- What is required
Output only the span of lines that begins at the line containing "point_to SHOULD place one pin on every instance of the window" and ends at the last line of the data, both included, exactly as they appear.

- Data supplied
---*---

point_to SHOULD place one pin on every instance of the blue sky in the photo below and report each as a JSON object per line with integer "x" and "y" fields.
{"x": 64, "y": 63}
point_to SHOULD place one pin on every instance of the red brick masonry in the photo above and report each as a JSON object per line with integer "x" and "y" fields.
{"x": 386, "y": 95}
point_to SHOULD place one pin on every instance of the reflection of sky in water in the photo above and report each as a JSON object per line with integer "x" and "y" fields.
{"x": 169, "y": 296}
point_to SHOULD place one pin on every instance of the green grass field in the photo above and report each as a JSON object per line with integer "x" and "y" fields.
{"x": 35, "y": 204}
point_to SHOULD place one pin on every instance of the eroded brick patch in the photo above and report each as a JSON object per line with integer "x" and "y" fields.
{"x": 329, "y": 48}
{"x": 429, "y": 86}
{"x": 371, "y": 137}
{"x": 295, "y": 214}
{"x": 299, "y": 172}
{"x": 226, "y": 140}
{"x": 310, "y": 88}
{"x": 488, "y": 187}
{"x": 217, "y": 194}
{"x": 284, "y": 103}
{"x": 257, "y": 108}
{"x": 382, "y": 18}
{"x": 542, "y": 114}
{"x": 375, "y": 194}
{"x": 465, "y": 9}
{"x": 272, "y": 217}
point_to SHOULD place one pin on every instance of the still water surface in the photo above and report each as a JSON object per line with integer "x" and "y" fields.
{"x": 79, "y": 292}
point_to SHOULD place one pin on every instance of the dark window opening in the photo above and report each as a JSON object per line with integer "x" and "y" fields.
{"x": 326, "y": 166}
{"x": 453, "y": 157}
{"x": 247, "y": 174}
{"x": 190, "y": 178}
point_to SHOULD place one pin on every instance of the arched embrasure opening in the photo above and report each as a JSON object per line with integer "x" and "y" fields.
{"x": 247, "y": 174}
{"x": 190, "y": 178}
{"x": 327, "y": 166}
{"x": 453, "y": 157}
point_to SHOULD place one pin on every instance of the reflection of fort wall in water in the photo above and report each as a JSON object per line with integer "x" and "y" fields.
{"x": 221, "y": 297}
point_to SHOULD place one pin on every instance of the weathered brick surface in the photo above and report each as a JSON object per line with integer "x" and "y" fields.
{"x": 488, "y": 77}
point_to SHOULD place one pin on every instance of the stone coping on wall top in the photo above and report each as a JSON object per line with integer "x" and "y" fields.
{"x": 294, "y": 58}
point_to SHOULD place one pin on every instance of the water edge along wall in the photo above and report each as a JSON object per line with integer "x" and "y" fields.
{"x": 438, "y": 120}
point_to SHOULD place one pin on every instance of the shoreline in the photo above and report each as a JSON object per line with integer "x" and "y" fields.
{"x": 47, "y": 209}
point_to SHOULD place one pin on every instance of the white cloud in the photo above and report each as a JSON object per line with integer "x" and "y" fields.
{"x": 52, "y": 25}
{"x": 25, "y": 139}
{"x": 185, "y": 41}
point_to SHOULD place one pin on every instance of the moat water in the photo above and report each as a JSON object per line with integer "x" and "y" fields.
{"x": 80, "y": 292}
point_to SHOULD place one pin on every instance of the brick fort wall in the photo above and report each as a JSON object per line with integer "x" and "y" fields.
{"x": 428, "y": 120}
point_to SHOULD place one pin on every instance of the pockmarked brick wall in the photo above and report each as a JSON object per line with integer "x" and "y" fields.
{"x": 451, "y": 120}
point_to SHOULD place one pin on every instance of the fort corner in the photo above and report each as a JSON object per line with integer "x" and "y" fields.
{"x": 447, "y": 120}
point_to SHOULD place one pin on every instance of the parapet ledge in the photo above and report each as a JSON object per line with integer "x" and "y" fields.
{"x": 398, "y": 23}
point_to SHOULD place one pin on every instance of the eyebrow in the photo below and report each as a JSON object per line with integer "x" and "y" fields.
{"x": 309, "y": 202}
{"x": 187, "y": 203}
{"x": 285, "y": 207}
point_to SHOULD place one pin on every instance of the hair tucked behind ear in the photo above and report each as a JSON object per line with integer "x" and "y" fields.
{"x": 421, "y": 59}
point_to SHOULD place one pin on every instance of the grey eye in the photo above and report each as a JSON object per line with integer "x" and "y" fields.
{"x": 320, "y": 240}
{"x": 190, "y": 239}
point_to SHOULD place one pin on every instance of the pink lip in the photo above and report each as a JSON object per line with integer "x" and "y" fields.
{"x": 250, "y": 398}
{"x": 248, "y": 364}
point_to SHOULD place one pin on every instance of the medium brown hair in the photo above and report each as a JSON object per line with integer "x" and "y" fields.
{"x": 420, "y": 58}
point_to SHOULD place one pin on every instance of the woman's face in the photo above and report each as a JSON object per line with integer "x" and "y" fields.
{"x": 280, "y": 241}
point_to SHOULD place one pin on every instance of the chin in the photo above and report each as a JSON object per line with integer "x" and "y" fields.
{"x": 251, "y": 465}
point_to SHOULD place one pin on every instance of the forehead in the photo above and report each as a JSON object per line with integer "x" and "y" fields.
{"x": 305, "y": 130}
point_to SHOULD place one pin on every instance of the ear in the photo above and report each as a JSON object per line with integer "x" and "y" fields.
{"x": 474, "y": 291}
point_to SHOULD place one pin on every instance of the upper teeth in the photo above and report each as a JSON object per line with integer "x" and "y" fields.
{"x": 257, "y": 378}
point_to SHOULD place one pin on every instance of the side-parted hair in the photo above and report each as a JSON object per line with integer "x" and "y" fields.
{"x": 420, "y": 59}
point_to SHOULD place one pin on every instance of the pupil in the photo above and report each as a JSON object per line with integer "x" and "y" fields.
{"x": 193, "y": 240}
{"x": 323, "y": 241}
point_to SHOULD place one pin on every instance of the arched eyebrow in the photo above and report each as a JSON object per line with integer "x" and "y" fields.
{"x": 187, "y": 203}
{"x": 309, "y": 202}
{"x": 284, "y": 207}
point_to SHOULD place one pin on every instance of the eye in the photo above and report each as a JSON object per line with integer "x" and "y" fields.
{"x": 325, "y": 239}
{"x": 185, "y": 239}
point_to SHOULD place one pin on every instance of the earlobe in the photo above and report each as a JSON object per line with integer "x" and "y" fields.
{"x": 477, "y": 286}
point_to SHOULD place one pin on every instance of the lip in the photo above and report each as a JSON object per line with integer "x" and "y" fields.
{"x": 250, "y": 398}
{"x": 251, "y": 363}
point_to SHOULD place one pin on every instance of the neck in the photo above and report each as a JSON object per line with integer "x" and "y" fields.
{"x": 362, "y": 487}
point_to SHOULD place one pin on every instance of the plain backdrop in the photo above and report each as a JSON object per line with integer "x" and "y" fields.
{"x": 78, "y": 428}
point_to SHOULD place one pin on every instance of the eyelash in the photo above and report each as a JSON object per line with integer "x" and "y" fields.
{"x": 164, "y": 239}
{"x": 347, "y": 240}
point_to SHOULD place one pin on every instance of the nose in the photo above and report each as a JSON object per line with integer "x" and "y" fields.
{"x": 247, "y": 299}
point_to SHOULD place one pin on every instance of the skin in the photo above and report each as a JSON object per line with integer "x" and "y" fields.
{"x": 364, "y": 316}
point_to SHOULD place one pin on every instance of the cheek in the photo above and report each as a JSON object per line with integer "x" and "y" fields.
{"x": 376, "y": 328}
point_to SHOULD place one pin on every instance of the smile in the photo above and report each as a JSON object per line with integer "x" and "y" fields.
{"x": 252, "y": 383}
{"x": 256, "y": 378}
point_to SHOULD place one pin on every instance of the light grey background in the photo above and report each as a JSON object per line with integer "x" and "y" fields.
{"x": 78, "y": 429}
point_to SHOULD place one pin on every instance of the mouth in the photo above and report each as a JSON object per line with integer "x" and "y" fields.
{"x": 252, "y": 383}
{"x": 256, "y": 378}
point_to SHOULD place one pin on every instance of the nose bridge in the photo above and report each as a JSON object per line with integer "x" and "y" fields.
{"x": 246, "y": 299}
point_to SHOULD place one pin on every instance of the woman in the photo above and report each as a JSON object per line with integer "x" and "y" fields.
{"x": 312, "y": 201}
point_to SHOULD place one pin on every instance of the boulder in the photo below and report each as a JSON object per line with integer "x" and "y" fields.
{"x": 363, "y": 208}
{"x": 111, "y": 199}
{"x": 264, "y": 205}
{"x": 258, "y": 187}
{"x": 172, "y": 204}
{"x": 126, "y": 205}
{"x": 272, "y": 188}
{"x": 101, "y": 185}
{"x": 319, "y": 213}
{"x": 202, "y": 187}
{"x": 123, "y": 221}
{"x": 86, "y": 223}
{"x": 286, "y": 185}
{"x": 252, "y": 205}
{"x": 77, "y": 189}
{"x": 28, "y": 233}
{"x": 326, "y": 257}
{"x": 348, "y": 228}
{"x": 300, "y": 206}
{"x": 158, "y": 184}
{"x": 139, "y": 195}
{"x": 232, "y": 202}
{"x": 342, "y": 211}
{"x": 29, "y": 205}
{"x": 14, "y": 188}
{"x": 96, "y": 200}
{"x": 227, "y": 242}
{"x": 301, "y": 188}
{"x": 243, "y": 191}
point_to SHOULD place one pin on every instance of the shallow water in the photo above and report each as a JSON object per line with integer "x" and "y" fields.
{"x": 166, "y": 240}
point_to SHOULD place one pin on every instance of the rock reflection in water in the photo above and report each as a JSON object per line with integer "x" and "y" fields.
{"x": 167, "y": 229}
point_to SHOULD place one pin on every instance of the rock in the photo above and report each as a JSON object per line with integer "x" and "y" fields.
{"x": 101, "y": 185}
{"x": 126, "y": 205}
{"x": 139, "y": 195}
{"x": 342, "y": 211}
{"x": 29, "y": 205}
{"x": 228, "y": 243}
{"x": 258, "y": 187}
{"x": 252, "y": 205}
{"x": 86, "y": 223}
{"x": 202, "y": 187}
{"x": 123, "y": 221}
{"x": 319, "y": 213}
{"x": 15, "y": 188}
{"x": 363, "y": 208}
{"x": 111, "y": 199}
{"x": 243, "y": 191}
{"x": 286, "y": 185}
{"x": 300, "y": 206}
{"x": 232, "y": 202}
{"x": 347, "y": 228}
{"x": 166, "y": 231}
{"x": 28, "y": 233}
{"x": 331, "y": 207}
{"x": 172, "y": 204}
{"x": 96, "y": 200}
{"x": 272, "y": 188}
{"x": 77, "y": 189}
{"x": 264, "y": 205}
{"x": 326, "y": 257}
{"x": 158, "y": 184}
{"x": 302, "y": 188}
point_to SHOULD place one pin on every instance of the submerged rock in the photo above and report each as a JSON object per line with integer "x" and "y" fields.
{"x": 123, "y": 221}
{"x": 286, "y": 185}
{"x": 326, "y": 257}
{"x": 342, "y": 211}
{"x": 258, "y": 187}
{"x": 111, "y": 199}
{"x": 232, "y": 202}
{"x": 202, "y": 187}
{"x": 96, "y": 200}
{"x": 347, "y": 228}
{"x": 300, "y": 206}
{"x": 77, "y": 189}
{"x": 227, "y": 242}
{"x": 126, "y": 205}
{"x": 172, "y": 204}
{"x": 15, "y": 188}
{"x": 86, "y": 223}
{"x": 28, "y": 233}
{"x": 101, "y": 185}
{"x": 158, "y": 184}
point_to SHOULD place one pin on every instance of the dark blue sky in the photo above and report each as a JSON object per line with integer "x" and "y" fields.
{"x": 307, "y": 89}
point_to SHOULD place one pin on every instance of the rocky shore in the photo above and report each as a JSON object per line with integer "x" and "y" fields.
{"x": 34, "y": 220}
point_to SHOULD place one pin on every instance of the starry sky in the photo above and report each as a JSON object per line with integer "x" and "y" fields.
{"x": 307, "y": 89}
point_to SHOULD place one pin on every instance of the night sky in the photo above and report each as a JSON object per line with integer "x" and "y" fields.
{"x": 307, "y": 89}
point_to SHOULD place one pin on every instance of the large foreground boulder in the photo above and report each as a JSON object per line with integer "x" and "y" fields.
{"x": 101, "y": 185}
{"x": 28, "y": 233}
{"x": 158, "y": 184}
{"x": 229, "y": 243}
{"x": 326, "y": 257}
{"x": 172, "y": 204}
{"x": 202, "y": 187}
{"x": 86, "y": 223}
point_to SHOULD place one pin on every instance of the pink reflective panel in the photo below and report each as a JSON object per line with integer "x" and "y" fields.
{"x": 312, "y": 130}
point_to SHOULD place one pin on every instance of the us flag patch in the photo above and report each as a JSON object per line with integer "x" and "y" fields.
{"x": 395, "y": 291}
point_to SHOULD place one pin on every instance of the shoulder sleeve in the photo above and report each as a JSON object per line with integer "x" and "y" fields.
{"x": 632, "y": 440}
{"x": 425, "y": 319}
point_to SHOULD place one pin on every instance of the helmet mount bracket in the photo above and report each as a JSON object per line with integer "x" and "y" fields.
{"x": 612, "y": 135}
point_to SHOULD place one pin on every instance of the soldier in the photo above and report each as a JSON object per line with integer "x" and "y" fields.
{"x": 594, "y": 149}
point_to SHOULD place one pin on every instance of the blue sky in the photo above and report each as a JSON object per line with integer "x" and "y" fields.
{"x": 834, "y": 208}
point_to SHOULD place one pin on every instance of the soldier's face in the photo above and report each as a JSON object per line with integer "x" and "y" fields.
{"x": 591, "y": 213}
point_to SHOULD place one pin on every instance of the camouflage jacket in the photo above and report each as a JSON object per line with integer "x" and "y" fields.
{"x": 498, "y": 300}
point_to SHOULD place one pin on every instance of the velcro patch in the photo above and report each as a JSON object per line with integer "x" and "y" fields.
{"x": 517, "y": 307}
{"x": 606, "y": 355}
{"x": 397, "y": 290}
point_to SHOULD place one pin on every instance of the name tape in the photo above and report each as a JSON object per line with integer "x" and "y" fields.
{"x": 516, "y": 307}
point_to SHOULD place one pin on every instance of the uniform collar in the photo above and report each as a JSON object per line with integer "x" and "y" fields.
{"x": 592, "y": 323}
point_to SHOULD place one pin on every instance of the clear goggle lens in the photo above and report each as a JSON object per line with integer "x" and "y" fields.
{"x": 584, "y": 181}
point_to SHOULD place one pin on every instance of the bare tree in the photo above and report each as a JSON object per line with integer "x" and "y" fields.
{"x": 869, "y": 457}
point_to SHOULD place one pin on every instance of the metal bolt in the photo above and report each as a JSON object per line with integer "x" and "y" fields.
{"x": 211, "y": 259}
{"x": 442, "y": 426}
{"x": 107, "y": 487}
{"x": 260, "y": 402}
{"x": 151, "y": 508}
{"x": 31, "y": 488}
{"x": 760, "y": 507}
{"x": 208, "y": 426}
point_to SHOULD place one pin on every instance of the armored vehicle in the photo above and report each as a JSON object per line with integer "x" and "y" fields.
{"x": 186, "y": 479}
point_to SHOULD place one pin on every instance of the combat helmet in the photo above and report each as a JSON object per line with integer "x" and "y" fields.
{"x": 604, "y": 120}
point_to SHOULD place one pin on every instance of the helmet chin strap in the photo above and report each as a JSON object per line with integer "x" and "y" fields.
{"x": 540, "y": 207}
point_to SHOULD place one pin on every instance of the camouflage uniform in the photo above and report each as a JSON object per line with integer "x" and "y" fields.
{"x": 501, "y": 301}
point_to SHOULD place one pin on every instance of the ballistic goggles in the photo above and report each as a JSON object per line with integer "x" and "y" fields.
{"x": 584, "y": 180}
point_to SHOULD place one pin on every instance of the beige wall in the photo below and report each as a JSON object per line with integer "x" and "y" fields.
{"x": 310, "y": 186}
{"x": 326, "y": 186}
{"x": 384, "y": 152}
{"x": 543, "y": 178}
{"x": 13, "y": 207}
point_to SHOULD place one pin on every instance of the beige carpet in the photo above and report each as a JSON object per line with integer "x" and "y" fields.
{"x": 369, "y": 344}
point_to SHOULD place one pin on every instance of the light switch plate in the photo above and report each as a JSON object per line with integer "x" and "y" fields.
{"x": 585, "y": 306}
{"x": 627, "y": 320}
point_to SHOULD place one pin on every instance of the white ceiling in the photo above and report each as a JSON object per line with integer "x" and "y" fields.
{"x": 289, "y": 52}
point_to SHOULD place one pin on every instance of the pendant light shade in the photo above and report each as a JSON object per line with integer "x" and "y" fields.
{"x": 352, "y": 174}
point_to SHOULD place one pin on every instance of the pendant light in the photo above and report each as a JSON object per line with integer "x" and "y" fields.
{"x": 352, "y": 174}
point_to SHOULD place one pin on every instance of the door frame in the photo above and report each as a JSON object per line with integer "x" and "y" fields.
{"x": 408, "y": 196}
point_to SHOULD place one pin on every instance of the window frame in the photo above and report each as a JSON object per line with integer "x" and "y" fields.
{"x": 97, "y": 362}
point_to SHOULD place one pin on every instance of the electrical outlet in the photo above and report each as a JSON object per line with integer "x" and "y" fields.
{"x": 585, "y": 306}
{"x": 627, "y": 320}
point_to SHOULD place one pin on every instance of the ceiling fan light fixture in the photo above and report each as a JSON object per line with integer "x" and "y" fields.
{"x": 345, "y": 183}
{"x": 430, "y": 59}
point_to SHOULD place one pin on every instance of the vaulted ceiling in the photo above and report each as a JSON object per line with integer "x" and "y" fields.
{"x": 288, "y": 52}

---*---

- Task output
point_to SHOULD place one pin on every instance of the window frame in the photo above and report each as a JSON object per line with integer "x" and "y" fields.
{"x": 97, "y": 362}
point_to SHOULD place one pin on every instance of the electrical outlet in the photo above and report each as a JSON object per line with integer "x" and "y" fields.
{"x": 585, "y": 306}
{"x": 627, "y": 320}
point_to SHOULD place one pin on every instance of the ceiling fan light fixture in the photo above and report each as a JSON object per line with integer "x" and "y" fields.
{"x": 345, "y": 183}
{"x": 430, "y": 59}
point_to SHOULD place one pin on every instance of the vaulted ceiling in the photo above and report each as a JSON object per line with integer "x" and "y" fields.
{"x": 288, "y": 52}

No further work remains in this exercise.